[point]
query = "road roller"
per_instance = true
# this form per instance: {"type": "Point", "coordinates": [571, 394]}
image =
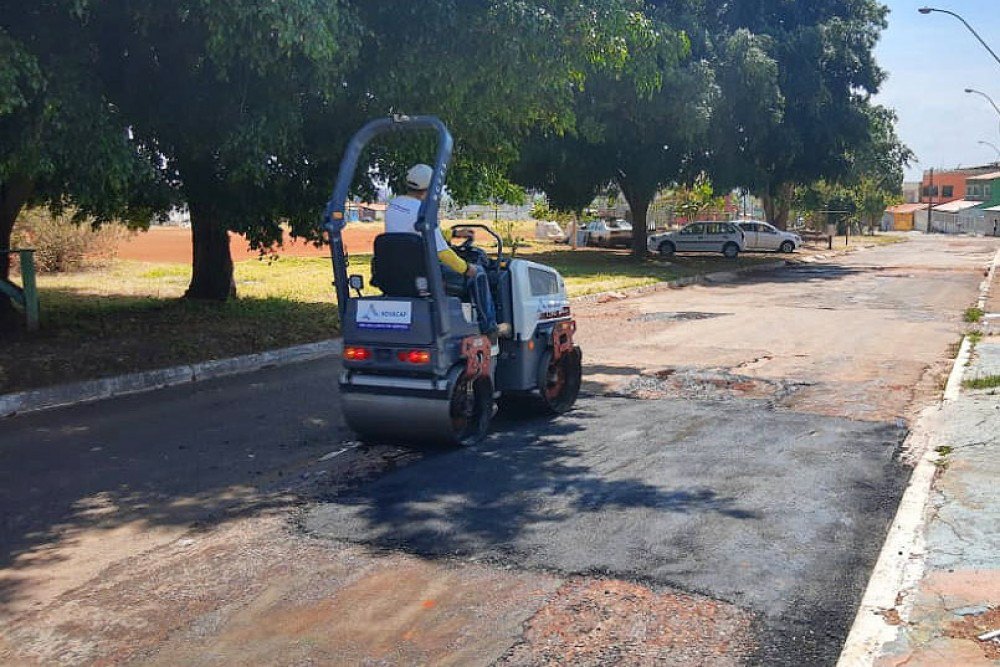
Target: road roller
{"type": "Point", "coordinates": [416, 367]}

WORK REQUIRED =>
Rewrite the material above, swapping "road roller" for "steamroller" everywhere and changing nothing else. Leave out the picture.

WRITTEN RESPONSE =>
[point]
query = "steamroller"
per_instance = true
# this form per instance: {"type": "Point", "coordinates": [571, 394]}
image =
Target: steamroller
{"type": "Point", "coordinates": [416, 367]}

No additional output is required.